*TO DO:*
- A) Return everything in the Baker City downtown article from "The city’s current" down to "to the RFP.", copied word for word.
- B) List every person the Baker City downtown article explicitly calls a councilor.

*SOURCE TEXT:*

□ □ □ □ □

Concerns arose among city officials about the HBC partnering with another nonprofit, Veteran Advocates of Ore-Ida, to acquire the former local Bank of America branch at 1790 Washington Ave., historically known as the Ison House, without prior approval by the HBC board or consideration of other potential real estate partners.
Other issues, such as problems with balloting for this year’s board member elections, also worried city officials.
The situation didn’t extend to the HBC’s funds being in any danger as a result of any recent actions, however, they emphasized at the time.
Councilor Dennis Dorrah doesn’t want to see a new organization started but would prefer the city take more of a hands-on approach with HBC from now on.
“The structure’s already there,” Dorrah said.
He also wants to see the city councilors provide HBC with more money to carry out its long list of responsibilities.
The city’s current representative to HBC is Councilor Barbara Johnson.
Councilor Clair Button had that responsibility previously and expressed alarm about some of HBC’s activities in a detailed report to the other councilors earlier this year.
Councilors and HBC participants met in June to discuss one another’s interests.
“My concern is if the ordinance is not renewed, HBC will cease to exist in its present form,” Stackle said at the time. “We’re ready to move forward.”
What the city wants from a program manager
One of the requirements of the person or entity that would manage the program is to maintain “a long-term, adequate, and stable funding strategy.”
The budget will be submitted to the state coordinator of Oregon Main Street Services and Baker City Council. And the report should include funding from the EID as well as “other resources and sponsorships,” according to the RFP.
Among other requirements of the program manager are:
• Developing and maintaining broad-based support for downtown revitalization efforts.
• Attending Oregon Main Street Network Meetings and Workshops as well as the annual Oregon Main Street Conference.
• Maintaining accreditation as a National Main Street community.
• Maintaining the primary focus area on the traditional historic commercial core.
• Maintaining membership in the National Main Street network.
The economic improvements to be carried out in the EID during the five-year contract period will include:
• Maintaining or re-establishing the Oregon Main Street Program certification.
• Continuing the Historic Facade Renovation Program.
• Assisting property owners in meeting code challenges for mixed-used development.
• Strengthening “Discover Downtown Baker City” and “Shop Local/Shop First” Campaigns.
• Creating new image campaigns, retail promotions and special events to attract downtown shoppers.
• Managing downtown promotional events annually, with an emphasis on HBC’s signature events: Fall Festival and Historic Homes Tour.
• Continuing Streetscape Improvements Project by expanding amenities further into district.
• Implementing a small business retention/expansion/recruitment program, as well as address building occupancy issues; find new economic uses for traditional buildings.
• Developing financial incentives and capital for building rehabilitations and business development via 50/50 matching grant programs, other funding sources, and local financial institutions.
• Addressing growth and regulation issues, especially downtown parking management.
• Maintaining the westbound and eastbound Freeway Welcome I-84 billboard.
• Enhancing the image of the commercial district by facilitating cleanup of unoccupied buildings, alleyways, and storefronts to improve appearance.
• Submitting to the city council updated work plans outlining tasks, goals, and objectives.
The RFP also points out that additional funding for these aforementioned projects “may be pursued through grants or other public programs.”
The deadline to apply as program manager is Nov. 22 at 5 p.m. See bakercity.com for details.
There will be a public hearing about continuing the EID at 7 p.m. on Tuesday, Nov. 12, at Baker City Hall, 1655 First St.
The city has received five remonstrance (objection) letters so far from property owners, Kee said.
It would take objections by property owners representing 33 percent of the total assessment area to stop the EID.

□ □ □ □ □

*INPUT DATA:*

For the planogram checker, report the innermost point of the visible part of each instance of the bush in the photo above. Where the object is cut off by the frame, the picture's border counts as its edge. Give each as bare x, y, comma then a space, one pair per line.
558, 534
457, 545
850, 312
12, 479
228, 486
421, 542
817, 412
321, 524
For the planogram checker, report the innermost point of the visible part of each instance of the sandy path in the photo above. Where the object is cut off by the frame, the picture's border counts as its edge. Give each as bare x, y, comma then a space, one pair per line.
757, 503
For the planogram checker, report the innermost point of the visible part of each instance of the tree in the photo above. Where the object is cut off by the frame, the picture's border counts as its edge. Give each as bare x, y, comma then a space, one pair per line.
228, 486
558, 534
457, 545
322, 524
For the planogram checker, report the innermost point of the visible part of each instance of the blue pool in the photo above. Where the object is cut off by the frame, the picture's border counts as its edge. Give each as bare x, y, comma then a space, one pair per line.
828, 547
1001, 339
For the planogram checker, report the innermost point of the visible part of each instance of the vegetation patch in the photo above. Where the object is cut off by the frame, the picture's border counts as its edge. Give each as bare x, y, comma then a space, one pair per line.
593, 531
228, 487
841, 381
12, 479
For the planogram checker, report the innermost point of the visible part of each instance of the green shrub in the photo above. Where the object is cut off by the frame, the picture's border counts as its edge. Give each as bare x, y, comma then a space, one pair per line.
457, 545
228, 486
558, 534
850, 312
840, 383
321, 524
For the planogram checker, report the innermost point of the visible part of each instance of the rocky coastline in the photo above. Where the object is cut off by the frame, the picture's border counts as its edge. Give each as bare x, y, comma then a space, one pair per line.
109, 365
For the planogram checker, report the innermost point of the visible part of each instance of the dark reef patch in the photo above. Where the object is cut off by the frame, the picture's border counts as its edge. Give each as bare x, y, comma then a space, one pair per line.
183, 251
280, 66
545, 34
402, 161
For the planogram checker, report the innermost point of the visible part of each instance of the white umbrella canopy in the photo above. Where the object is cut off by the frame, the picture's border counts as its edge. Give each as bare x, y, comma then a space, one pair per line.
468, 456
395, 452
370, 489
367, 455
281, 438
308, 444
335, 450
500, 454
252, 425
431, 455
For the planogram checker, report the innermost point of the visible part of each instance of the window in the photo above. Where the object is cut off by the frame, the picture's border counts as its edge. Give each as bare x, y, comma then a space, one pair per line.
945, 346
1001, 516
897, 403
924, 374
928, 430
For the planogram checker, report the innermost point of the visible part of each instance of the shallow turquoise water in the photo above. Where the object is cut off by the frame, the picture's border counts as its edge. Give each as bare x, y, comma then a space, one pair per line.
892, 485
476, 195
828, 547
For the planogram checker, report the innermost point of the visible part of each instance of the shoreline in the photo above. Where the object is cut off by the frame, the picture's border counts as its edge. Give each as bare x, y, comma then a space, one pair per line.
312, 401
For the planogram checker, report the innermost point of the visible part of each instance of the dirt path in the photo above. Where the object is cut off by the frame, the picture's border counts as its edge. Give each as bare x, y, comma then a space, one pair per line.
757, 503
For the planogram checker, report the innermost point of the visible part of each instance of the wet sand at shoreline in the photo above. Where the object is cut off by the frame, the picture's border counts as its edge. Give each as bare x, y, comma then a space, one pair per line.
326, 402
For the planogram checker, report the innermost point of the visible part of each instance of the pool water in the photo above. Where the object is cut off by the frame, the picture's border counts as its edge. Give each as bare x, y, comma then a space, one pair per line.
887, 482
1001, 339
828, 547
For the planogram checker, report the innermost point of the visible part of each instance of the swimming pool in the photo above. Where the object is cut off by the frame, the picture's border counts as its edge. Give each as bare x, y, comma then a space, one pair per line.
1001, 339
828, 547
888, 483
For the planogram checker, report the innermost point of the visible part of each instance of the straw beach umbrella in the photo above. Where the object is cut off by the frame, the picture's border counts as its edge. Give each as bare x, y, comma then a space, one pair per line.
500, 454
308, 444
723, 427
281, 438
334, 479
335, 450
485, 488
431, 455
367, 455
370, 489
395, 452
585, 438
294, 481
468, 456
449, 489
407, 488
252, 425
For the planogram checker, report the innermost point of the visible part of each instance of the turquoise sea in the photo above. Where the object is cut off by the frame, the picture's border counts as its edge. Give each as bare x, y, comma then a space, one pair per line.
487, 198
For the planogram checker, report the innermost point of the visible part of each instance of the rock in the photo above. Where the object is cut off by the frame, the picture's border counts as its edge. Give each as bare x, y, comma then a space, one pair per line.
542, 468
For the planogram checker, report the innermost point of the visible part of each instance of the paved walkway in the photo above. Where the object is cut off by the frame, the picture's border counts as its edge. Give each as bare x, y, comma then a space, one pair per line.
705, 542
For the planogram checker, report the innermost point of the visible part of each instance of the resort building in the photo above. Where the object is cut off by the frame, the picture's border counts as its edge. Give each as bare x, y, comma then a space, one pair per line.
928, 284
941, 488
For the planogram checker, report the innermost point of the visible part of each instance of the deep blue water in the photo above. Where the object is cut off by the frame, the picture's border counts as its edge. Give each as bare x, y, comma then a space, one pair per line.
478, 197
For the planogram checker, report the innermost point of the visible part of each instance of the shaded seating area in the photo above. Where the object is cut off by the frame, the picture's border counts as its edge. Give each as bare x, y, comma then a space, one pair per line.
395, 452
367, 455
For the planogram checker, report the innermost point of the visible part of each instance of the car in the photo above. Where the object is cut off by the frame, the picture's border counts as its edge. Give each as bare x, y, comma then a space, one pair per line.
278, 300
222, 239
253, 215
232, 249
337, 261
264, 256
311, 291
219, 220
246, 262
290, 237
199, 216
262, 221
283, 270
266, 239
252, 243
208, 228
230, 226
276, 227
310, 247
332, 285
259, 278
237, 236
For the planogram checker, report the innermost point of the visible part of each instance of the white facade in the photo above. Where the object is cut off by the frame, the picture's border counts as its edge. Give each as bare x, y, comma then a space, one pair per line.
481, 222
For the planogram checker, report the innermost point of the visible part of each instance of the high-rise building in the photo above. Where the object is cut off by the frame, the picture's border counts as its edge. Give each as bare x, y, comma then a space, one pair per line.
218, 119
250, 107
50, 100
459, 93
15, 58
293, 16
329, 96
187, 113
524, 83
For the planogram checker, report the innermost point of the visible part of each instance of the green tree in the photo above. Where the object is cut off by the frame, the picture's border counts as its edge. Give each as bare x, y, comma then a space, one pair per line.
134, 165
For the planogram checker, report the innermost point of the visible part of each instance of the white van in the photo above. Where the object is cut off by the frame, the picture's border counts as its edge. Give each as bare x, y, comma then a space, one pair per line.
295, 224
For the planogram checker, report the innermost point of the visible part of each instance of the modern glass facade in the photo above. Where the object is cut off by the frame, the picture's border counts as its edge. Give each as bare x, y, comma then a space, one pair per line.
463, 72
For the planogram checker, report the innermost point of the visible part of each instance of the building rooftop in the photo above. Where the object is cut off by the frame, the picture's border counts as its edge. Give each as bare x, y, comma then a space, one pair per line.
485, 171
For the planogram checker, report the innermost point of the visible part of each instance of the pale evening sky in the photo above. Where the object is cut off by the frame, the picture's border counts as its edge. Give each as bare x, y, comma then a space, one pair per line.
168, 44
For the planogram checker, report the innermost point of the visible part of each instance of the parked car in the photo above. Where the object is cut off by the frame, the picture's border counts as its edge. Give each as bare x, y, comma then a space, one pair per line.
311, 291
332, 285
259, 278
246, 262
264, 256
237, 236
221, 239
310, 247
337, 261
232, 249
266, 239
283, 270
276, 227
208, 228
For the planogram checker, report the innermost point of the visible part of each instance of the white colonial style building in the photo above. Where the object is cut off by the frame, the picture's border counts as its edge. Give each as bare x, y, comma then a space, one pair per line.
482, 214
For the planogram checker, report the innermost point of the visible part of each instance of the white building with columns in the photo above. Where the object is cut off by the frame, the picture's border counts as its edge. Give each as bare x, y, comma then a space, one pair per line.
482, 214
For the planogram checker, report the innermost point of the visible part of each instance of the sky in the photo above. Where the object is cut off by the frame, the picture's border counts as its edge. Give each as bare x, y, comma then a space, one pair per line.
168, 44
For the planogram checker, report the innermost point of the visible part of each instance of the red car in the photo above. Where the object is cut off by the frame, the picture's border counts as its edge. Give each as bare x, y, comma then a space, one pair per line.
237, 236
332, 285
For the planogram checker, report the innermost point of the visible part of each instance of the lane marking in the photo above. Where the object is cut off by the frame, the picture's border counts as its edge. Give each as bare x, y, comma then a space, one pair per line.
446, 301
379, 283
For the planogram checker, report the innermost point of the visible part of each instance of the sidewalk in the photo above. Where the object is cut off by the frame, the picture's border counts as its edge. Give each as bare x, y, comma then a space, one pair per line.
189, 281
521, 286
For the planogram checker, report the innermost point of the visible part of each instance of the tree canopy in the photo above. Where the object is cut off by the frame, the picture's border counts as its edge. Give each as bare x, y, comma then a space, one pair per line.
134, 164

□ □ □ □ □

*RESULTS:*
- A)
The city’s current representative to HBC is Councilor Barbara Johnson.
Councilor Clair Button had that responsibility previously and expressed alarm about some of HBC’s activities in a detailed report to the other councilors earlier this year.
Councilors and HBC participants met in June to discuss one another’s interests.
“My concern is if the ordinance is not renewed, HBC will cease to exist in its present form,” Stackle said at the time. “We’re ready to move forward.”
What the city wants from a program manager
One of the requirements of the person or entity that would manage the program is to maintain “a long-term, adequate, and stable funding strategy.”
The budget will be submitted to the state coordinator of Oregon Main Street Services and Baker City Council. And the report should include funding from the EID as well as “other resources and sponsorships,” according to the RFP.

- B)
Dennis Dorrah
Barbara Johnson
Clair Button